Instruction => Reproduce every line of the data below, requests included, and shift each coordinate pair in the answers by adding -44 to both of its numbers.

Given data =>

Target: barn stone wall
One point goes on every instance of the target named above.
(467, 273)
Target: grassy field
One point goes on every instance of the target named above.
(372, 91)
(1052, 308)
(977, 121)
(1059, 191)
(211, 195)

Correct answer =>
Target: barn stone wall
One point goes on every instance of the target named above.
(423, 229)
Target: grassy field
One point goes on every instance of the target named above.
(328, 47)
(1008, 264)
(933, 77)
(1015, 147)
(167, 151)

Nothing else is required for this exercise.